### Reading text
++++++
R8. Simulation Engine

The simulator MUST include a discrete-event simulation engine that:

  • injects requests into the system graph,
  • schedules events deterministically,
  • tracks completion via correlation identifiers,
  • decomposes runtime API operations into explicit graph requests (e.g., MemoryWrite, MemoryRead, KernelLaunch).

R9. CLI Execution Semantics

The CLI MUST support executing benchmarks:

  • on a specified device.

Benchmarks are executed once per invocation within a single simulation instance. If multiple devices are present in the topology, a benchmark MAY interact with multiple devices internally, but the CLI does not launch multiple independent benchmark instances by default.


R10. Memory Addressing (Phase 0)

The simulator uses a VA/PA memory model (ADR-0011):

  • Tensors are assigned a contiguous virtual address (VA) range at deployment.
  • PE_MMU translates VA→PA per access; TLB overhead is configurable.
  • Mapping installation (MmuMapMsg) traverses the fabric with measured latency.
  • Replicate tensors use per-cube local PA mapping; sharded tensors broadcast.
  • PA-only fallback is retained for backward compatibility.
  • Tensor placement is represented as a list of PA shards, each explicitly tagged with (sip, cube, pe), plus a tensor-wide va_base.

All memory access latency MUST be modeled explicitly via graph traversal. No implicit translation or hidden latency is allowed.


2. Model Concepts

2.1 Graph Execution Model

  • Nodes represent modeled components (PE blocks, NoC routers, HBM controllers, IO components, etc.).
  • Directed edges represent interconnect links with latency and bandwidth attributes.
++++++
### Given data
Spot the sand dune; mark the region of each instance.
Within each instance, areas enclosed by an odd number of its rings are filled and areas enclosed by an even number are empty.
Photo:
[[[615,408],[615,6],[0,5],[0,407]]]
++++++
### Work request 1
Copy the part of the simulator specification between "Benchmarks are executed" and "range at deployment.", inclusive.
### Work request 2
Say whether each statement agrees with the simulator specification, answering yes or no and quoting the deciding words: (a) When several devices are present in the topology, the CLI launches multiple independent benchmark instances by default. (b) The TLB overhead of VA→PA translation can be configured. (c) PA-only fallback has been removed from the memory model.

### Your solution 1
Benchmarks are executed once per invocation within a single simulation instance. If multiple devices are present in the topology, a benchmark MAY interact with multiple devices internally, but the CLI does not launch multiple independent benchmark instances by default.


R10. Memory Addressing (Phase 0)

The simulator uses a VA/PA memory model (ADR-0011):

  • Tensors are assigned a contiguous virtual address (VA) range at deployment.

### Your solution 2
(a) No: "but the CLI does not launch multiple independent benchmark instances by default."
(b) Yes: "TLB overhead is configurable."
(c) No: "PA-only fallback is retained for backward compatibility."